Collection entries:
______________________________

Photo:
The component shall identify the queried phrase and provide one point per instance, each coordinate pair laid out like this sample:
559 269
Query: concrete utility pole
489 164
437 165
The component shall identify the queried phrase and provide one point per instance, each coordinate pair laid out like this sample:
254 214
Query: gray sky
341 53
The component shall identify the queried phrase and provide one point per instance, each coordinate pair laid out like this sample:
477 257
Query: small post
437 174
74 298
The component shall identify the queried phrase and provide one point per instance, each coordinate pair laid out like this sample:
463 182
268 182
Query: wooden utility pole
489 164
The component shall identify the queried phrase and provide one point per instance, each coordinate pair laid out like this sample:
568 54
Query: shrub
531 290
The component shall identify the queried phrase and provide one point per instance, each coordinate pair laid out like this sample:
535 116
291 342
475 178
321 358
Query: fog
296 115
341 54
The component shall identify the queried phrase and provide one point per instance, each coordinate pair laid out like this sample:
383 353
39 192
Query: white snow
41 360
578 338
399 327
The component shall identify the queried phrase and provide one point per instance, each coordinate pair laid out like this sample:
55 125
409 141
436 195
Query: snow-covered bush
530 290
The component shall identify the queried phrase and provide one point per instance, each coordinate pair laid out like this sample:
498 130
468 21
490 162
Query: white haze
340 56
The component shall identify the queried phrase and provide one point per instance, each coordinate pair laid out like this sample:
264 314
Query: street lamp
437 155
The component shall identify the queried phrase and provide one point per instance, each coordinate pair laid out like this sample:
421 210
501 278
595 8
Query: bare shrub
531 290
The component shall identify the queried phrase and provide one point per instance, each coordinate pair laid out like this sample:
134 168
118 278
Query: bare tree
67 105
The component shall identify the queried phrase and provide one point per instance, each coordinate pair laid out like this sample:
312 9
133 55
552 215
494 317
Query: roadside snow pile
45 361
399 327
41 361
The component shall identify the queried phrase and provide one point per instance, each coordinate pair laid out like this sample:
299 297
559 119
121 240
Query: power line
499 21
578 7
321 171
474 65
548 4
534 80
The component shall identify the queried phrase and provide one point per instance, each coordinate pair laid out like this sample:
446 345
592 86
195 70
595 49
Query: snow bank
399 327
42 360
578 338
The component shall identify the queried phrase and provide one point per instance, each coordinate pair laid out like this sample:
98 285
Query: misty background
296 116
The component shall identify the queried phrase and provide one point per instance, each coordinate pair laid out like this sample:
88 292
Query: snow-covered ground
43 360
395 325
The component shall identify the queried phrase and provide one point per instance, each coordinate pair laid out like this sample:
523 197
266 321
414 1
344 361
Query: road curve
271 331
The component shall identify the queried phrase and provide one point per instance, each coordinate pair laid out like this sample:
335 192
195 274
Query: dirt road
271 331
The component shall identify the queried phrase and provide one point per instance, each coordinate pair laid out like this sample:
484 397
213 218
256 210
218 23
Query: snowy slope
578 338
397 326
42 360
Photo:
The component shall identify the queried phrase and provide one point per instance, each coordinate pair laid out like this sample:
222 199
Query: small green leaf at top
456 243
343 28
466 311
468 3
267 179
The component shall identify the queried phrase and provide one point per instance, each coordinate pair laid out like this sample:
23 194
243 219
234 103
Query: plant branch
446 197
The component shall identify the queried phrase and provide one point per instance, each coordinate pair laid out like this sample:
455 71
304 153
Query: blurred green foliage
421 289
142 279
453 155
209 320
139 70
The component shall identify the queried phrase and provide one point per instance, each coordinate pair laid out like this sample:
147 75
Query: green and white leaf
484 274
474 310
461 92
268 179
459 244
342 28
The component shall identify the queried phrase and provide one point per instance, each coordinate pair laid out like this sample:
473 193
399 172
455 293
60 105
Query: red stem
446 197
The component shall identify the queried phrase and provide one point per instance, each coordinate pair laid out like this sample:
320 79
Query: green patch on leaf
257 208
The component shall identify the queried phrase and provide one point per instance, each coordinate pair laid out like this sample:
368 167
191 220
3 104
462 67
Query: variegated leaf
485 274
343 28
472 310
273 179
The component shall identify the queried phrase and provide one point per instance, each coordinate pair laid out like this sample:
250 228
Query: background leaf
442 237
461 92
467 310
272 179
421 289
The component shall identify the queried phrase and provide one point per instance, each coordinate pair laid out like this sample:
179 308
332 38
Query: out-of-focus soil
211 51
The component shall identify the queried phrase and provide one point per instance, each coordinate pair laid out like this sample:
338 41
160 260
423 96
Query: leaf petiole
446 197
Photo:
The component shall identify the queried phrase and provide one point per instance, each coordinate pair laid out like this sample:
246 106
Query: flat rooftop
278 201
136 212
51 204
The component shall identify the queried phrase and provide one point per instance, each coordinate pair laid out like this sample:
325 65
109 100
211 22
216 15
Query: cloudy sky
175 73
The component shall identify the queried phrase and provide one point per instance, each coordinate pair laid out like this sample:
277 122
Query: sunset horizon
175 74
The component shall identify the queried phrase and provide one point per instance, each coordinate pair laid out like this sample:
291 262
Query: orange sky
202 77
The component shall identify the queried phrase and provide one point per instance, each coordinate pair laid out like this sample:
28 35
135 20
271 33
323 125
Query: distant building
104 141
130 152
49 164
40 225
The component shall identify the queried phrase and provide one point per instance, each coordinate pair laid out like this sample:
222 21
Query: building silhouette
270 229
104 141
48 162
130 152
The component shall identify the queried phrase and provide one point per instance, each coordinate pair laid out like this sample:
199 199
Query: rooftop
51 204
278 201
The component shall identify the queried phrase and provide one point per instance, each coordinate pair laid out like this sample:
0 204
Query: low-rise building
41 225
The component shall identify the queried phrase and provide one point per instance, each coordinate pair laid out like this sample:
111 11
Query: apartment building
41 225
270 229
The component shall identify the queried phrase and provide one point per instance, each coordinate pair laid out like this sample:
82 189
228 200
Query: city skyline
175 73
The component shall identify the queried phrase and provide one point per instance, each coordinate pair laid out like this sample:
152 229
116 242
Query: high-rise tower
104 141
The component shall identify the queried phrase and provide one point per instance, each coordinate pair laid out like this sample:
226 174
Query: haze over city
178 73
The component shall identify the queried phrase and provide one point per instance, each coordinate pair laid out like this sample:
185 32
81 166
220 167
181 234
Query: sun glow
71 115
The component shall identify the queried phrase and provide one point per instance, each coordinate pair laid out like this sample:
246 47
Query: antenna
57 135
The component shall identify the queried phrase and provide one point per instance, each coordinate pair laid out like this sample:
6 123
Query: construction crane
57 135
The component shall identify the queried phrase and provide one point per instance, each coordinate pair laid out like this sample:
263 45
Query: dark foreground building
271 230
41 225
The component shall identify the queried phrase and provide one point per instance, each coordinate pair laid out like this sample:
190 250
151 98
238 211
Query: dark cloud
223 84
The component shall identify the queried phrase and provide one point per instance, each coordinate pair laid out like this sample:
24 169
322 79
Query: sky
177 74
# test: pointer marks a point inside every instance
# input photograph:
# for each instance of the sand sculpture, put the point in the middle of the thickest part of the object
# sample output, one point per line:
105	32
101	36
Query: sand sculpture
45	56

______________________________

All of the data above needs to be retyped exactly, with each line as it stands.

WRITTEN SOLUTION
Photo:
The component shall identify the queried phrase and provide one point per instance, each coordinate pair laid out like this sample:
559 269
Query: concrete utility pole
489 164
437 165
The component shall identify the queried phrase and provide one point per instance, each coordinate pair laid out like this sample:
254 214
Query: gray sky
341 53
The component shall identify the queried phrase and provide one point per instance, each coordinate pair laid out like this sample:
477 257
Query: small post
437 174
74 298
The component shall identify the queried phrase and provide one point per instance, each coordinate pair laid out like this sample:
463 182
268 182
Query: wooden utility pole
489 164
The component shall identify the queried phrase and provide one point per instance, each coordinate pair laid out like this sample:
568 54
Query: shrub
531 290
The component shall identify the queried phrase and provide one point per instance, each coordinate pair laid out like this sample:
535 116
291 342
475 178
321 358
Query: fog
296 115
341 54
The component shall identify the queried phrase and provide one point per instance, each coordinate pair laid out like this sample:
383 353
39 192
Query: white snow
41 360
578 338
399 327
The component shall identify the queried phrase and provide one point per instance, each coordinate pair laid out like this sample:
55 125
409 141
436 195
Query: snow-covered bush
530 290
The component shall identify the queried phrase and provide one point per instance, each coordinate pair laid out like this sample:
498 130
468 21
490 162
Query: white haze
340 56
The component shall identify the queried phrase and provide one point per instance, each coordinate pair laid out like this sample:
264 314
Query: street lamp
437 155
The component shall identify the queried phrase and provide one point per instance, each coordinate pair laid out like this sample:
421 210
501 278
595 8
Query: bare shrub
531 290
The component shall identify the queried phrase and provide one point per instance, each coordinate pair laid out like this sample:
134 168
118 278
Query: bare tree
67 105
The component shall identify the queried phrase and provide one point per instance, each coordinate pair laid out like this sample:
312 9
133 55
552 215
494 317
Query: roadside snow pile
45 361
399 327
41 361
The component shall identify the queried phrase and provide one point per instance, each coordinate pair laid out like this sample:
299 297
559 119
121 240
Query: power line
499 21
578 7
321 171
474 65
548 4
534 80
The component shall identify the queried phrase and provide one point per instance, each coordinate pair laid out like this sample:
446 345
592 86
195 70
595 49
Query: snow bank
399 327
42 360
578 338
The component shall identify the queried phrase and provide one point per instance, each coordinate pair laid out like this sample:
98 285
Query: misty background
296 116
The component shall identify the queried phrase and provide one point per instance, each coordinate pair laid out like this sample:
88 292
Query: snow-covered ground
43 360
395 325
The component shall identify the queried phrase and provide one point per instance, each coordinate pair laid out like this sample:
523 197
266 321
414 1
344 361
Query: road curve
271 331
The component shall identify the queried phrase and provide one point per instance, each coordinate pair laid out like this sample:
335 192
195 274
Query: dirt road
271 331
The component shall identify the queried phrase and provide one point per instance, each coordinate pair laid out like this sample:
484 397
213 218
256 210
218 23
Query: snowy slope
578 338
397 326
42 360
Photo:
The component shall identify the queried phrase and provide one point per instance, each coordinate pair laid out like this sample:
222 199
Query: small green leaf at top
456 243
343 28
466 311
468 3
267 179
The component shall identify the queried phrase and provide one point per instance, each coordinate pair laid out like this sample:
23 194
243 219
234 103
Query: plant branch
446 197
The component shall identify the queried phrase and provide one point per instance, each coordinate pair laid out like this sample:
455 71
304 153
Query: blurred green foliage
421 289
142 279
453 155
209 320
139 70
The component shall identify the queried phrase and provide one point per instance, each coordinate pair laid out like this sample:
147 75
Query: green and white leaf
484 274
474 310
461 92
268 179
459 244
342 28
The component shall identify the queried phrase and provide one point per instance, each coordinate pair laid out like this sample:
473 193
399 172
455 293
60 105
Query: red stem
446 197
The component shall identify the queried phrase and provide one point per instance, each coordinate pair laid out like this sample:
320 79
Query: green patch on leaf
257 208
The component shall identify the queried phrase and provide one point per instance, each coordinate pair laid out like this sample:
368 167
191 220
3 104
462 67
Query: variegated leaf
485 274
343 28
472 310
273 179
The component shall identify the queried phrase and provide one point per instance, each coordinate pair laid out like this sample:
250 228
Query: background leaf
442 237
461 92
467 310
272 179
421 289
The component shall identify the queried phrase and provide one point per instance, each coordinate pair laid out like this sample:
179 308
332 38
Query: out-of-focus soil
211 51
The component shall identify the queried phrase and provide one point per instance, each coordinate pair laid out like this sample:
338 41
160 260
423 96
Query: leaf petiole
446 197
Photo:
The component shall identify the queried phrase and provide one point per instance, each coordinate pair laid out like this sample:
246 106
Query: flat rooftop
278 201
136 212
51 204
The component shall identify the queried phrase and provide one point per instance, each coordinate pair laid out like this sample:
325 65
109 100
211 22
216 15
Query: cloudy sky
175 73
The component shall identify the queried phrase and provide one point per instance, each coordinate pair laid out like this sample:
277 122
Query: sunset horizon
175 74
The component shall identify the queried phrase and provide one point per instance, each coordinate pair laid out like this sample:
291 262
Query: orange sky
202 77
The component shall identify the queried phrase and provide one point per instance, each coordinate pair laid out like this sample:
28 35
135 20
271 33
323 125
Query: distant building
104 141
130 152
49 164
40 225
The component shall identify the queried phrase and provide one point per instance, each coordinate pair laid out like this sample:
222 21
Query: building silhouette
270 229
104 141
48 162
130 152
The component shall identify the queried phrase and provide one point per instance, each coordinate pair laid out like this sample:
199 199
Query: rooftop
51 204
278 201
The component shall identify the queried phrase and provide one point per instance, each coordinate pair laid out like this sample:
0 204
Query: low-rise building
41 225
The component shall identify the queried phrase and provide one point per instance, each coordinate pair laid out like this sample:
111 11
Query: apartment building
41 225
270 229
The component shall identify the queried phrase and provide one point per instance, each coordinate pair laid out like this sample:
82 189
228 200
Query: city skyline
175 73
The component shall identify the queried phrase and provide one point per instance, each coordinate pair laid out like this sample:
152 229
116 242
Query: high-rise tower
104 141
The component shall identify the queried phrase and provide one point per instance, each coordinate pair laid out like this sample:
226 174
Query: haze over city
178 73
The component shall identify the queried phrase and provide one point per instance, each coordinate pair laid out like this sample:
185 32
81 166
220 167
181 234
Query: sun glow
71 115
The component shall identify the queried phrase and provide one point per instance, each coordinate pair laid out like this sample:
246 47
Query: antenna
57 135
The component shall identify the queried phrase and provide one point per instance, each coordinate pair laid out like this sample:
6 123
Query: construction crane
57 135
The component shall identify the queried phrase and provide one point per instance, each coordinate pair laid out like this sample:
263 45
Query: dark foreground building
271 230
41 225
The component shall identify the queried phrase and provide one point per instance, each coordinate pair laid out like this sample:
190 250
151 98
238 211
Query: dark cloud
223 84
The component shall identify the queried phrase and provide one point per instance, each coordinate pair laid out like this sample:
24 169
322 79
Query: sky
177 74
# test: pointer marks a point inside every instance
# input photograph:
# for each instance of the sand sculpture, put the point in the middle of the thickest part of the object
# sample output, one point per line:
105	32
101	36
Query: sand sculpture
45	56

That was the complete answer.